Extract —
+---+
NOTES ON THE APOCALYPSE.

No. I.

Man's Higher Sphere of Being.-Humanly Accessible.

"AFTER THIS I LOOKED, AND, BEHOLD, A DOOR WAS OPENED IN HEAVEN AND THE FIRST VOICE WHICH I HEARD WAS AS IT WERE OF A TRUMPET TALKING WITH ME; WHICH SAID, COME UP HITHER, AND I WILL SHEW THEE THINGS WHICH MUST BE HEREAFTER."-Rev. iv. 1.

DISROBE this chapter of its strange metaphorical costume, brush away all the symbols, and there appears a super-mundane world, here called heaven,-man's higher sphere of being; a world this, unseen by the outward eye, unheard by the outward ear, untouched by the tactile nerve, lying away altogether from our five senses. That such a world exists is, to say the least, highly probable, if not morally certain. Universal reason conducts to the belief in, and the universal heart yearns for, such a scene. He who is so thoroughly acquainted with the universe as to be incapable of a mistake, so inflexibly sincere as to be incapable of deception, has said, "In My Father's house are many mansions, if it were not so I would have told you."
+---+
Records shown —
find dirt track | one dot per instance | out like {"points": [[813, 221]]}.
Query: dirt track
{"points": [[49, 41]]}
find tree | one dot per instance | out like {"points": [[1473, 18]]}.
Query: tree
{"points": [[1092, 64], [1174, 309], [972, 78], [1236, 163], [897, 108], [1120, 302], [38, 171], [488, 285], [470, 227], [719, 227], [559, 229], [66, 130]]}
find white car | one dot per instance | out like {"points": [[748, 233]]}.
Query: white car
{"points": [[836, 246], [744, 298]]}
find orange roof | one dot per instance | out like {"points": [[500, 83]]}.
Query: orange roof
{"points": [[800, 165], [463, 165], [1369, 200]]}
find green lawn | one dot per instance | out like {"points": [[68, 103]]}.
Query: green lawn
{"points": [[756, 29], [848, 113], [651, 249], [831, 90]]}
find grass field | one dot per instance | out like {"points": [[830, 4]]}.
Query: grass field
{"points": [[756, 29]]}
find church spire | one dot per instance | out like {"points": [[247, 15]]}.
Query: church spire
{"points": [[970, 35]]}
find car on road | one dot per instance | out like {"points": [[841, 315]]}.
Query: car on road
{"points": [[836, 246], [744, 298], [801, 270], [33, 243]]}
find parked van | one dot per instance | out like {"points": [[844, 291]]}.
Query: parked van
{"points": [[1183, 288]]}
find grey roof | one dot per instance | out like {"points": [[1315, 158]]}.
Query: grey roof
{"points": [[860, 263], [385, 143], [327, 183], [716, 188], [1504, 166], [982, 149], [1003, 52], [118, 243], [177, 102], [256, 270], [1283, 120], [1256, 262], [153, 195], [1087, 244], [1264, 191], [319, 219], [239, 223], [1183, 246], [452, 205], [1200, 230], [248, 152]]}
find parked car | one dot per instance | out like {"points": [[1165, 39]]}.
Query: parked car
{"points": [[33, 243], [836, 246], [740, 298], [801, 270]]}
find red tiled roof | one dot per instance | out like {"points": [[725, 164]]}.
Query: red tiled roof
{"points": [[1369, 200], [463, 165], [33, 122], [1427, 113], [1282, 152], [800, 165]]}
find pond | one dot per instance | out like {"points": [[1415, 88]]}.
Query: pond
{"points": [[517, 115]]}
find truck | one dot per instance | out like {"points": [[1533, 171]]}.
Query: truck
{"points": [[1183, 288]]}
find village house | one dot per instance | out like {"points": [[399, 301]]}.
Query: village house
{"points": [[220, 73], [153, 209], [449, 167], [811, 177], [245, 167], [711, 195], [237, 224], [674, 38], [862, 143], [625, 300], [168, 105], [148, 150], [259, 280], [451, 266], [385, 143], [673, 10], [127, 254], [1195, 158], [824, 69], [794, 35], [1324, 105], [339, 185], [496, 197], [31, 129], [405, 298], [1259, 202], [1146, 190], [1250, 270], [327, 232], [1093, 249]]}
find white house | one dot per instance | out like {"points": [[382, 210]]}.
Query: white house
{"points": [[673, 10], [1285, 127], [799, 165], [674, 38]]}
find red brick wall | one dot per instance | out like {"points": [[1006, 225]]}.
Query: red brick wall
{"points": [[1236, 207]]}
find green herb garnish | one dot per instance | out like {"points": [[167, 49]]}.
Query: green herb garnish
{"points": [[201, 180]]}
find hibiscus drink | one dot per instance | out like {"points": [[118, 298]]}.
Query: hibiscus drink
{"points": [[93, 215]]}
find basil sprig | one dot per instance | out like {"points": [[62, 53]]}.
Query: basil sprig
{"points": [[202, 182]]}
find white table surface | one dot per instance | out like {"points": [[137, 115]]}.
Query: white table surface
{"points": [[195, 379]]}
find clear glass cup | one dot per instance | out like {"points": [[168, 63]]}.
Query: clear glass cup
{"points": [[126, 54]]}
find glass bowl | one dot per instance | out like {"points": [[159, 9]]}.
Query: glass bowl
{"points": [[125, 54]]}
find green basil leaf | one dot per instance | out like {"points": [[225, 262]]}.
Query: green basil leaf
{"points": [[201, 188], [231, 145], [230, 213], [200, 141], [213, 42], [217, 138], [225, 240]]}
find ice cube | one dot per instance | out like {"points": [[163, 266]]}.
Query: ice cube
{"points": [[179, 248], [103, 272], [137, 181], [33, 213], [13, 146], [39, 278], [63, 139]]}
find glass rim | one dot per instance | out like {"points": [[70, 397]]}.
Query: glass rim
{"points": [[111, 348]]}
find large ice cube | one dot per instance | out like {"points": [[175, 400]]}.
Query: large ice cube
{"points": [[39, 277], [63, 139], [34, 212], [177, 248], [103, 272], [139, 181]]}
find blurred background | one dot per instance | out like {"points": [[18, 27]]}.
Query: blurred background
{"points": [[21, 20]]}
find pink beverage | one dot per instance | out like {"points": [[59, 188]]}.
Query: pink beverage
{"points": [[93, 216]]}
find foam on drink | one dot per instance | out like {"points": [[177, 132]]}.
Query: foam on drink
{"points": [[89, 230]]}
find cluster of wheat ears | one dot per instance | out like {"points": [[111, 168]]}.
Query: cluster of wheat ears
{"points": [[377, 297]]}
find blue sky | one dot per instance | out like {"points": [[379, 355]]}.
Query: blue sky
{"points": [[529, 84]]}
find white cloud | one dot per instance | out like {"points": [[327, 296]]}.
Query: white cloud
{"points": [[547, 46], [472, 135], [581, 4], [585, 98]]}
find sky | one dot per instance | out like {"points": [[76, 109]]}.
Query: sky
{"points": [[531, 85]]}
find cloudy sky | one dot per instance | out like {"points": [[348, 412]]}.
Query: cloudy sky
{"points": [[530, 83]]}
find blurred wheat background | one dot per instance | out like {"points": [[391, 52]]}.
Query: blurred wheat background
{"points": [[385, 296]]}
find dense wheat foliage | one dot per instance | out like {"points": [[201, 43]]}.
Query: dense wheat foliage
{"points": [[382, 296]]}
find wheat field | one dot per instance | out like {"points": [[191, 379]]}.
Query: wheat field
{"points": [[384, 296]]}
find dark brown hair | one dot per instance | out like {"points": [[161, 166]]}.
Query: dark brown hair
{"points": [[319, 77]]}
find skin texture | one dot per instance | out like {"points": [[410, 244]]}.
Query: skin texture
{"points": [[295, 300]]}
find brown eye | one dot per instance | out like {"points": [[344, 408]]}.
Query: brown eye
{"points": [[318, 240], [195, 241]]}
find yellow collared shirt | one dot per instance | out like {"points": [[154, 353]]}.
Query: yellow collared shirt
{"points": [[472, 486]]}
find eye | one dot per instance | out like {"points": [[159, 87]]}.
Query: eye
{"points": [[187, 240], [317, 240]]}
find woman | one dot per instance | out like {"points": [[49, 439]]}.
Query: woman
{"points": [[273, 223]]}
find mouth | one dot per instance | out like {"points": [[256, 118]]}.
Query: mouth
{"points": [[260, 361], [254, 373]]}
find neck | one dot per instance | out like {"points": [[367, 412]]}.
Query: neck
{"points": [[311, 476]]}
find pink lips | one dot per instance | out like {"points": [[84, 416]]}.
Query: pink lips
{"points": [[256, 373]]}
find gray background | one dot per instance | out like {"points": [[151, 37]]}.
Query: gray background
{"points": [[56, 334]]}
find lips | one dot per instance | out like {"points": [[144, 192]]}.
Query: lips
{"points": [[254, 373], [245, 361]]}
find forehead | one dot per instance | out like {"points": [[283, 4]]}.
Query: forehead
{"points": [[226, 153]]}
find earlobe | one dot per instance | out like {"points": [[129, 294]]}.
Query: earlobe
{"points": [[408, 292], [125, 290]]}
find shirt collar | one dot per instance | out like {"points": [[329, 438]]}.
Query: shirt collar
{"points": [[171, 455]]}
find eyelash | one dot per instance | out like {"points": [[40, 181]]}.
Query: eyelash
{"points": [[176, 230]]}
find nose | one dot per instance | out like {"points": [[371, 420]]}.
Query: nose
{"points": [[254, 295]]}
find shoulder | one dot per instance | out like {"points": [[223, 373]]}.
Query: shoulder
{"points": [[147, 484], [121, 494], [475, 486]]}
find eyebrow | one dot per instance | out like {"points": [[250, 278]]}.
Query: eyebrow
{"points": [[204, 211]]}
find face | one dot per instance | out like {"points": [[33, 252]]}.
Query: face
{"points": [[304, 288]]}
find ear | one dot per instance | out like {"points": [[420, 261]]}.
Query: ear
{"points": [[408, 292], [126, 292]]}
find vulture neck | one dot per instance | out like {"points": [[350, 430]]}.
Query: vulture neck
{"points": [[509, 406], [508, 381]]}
+---+
Task goal —
Pick up the notes on the Apocalypse after their final sentence and carry them forward. The items come from a source separate from the notes on the Apocalypse.

Exercise response —
Now this super-mundane world, or man's higher sphere of being, we have here presented in two aspects,-humanly accessible and

spiritually entered. Each of these we shall employ as the germ of a separate homily. In the text it appears as humanly accessible Notice

I. THERE IS A DOOR TO ADMIT "A door was opened in heaven." What is the "door"? Christ says, "I am the door: by Me if any man enter in, he shall be saved, and shall go in and out, and find pasture" (John x. 9). He shall enter into this supermundane world with absolute safety and abundant provision. He is "the way." Christ's absolute moral excellence makes Him the door of admission to all that is pure, beautiful, and joyous in the universe. "Beholding, as in a glass, the face of the Lord, we are changed into the same image, from glory to glory," &c. Two things may be predicated about this door.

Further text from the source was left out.